Activity:
Locate every line in the records below that contains the word "mountain", and copy each one.

Given data:
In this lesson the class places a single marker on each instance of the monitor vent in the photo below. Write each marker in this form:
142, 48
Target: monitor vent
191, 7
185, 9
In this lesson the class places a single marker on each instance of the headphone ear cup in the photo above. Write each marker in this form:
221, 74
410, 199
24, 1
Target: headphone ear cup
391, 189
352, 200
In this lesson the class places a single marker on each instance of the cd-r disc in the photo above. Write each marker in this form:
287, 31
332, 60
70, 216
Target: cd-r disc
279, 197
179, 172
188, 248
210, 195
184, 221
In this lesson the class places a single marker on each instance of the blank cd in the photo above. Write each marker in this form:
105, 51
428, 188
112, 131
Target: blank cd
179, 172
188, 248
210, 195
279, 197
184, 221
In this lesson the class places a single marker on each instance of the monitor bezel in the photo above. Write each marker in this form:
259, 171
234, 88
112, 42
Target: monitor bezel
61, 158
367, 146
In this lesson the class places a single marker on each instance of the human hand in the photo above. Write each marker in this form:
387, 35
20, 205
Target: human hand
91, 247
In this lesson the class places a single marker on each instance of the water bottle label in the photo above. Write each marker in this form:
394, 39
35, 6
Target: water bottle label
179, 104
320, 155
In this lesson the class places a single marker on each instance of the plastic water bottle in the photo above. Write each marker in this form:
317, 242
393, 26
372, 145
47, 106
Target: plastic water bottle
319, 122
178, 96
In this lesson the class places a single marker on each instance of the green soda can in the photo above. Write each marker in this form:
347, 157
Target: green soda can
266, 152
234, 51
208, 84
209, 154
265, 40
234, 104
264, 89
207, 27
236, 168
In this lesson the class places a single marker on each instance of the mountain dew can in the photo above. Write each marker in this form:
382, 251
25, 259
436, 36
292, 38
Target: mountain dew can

Result:
In this lesson the class places a single marker on each instance of the mountain dew can in the photo above. Write each marker in this form:
Target: mountain dew can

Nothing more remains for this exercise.